#### Work instructions:
Can you extract the records word for word, beginning with the first line and stopping after the line that contains "(1078, 118)"?

#### Input:
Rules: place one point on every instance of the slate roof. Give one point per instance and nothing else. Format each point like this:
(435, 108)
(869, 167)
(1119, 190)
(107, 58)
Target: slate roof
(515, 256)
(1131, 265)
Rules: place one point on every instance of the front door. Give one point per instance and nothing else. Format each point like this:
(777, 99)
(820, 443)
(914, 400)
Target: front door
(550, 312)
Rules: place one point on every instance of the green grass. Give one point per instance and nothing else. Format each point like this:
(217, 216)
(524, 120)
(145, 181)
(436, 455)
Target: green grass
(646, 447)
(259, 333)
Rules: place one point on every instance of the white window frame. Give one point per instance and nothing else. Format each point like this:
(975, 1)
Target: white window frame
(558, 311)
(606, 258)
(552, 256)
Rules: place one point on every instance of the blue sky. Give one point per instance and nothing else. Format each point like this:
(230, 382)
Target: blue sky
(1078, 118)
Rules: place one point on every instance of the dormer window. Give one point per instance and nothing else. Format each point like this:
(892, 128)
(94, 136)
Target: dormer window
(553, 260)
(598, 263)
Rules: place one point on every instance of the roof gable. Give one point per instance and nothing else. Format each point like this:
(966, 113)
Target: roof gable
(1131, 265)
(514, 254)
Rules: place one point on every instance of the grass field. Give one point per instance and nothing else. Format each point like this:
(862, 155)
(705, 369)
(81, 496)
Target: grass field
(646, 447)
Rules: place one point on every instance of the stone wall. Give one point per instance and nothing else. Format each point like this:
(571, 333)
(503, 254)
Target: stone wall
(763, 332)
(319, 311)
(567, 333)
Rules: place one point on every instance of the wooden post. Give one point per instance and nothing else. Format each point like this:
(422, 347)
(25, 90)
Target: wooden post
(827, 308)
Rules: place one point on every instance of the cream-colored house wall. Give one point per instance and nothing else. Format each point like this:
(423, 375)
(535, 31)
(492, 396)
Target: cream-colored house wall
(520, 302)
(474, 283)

#### Output:
Rules: place one point on every instance of the slate roof. Give one point per instance and nothing else. Format each point like this:
(435, 108)
(869, 167)
(1119, 190)
(107, 58)
Target: slate roof
(515, 256)
(1131, 265)
Rules: place one point on every instance of the front door. Give one point per instance and nothing else. Format each point like this:
(777, 99)
(820, 443)
(914, 400)
Target: front door
(550, 312)
Rules: place one point on every instance of the green grass. Give one point per instance and nothing else. Format each point like this:
(217, 216)
(524, 120)
(145, 181)
(436, 455)
Target: green grass
(646, 447)
(259, 333)
Rules: place one point on every instance of the white window frame. Give one point per instance and nothing else. Format each point like this:
(975, 1)
Target: white window frame
(558, 311)
(606, 258)
(552, 256)
Rules: place one point on every instance of the blue sky. Give one point per instance and nothing else. Format each point like this:
(230, 382)
Target: blue sky
(1078, 118)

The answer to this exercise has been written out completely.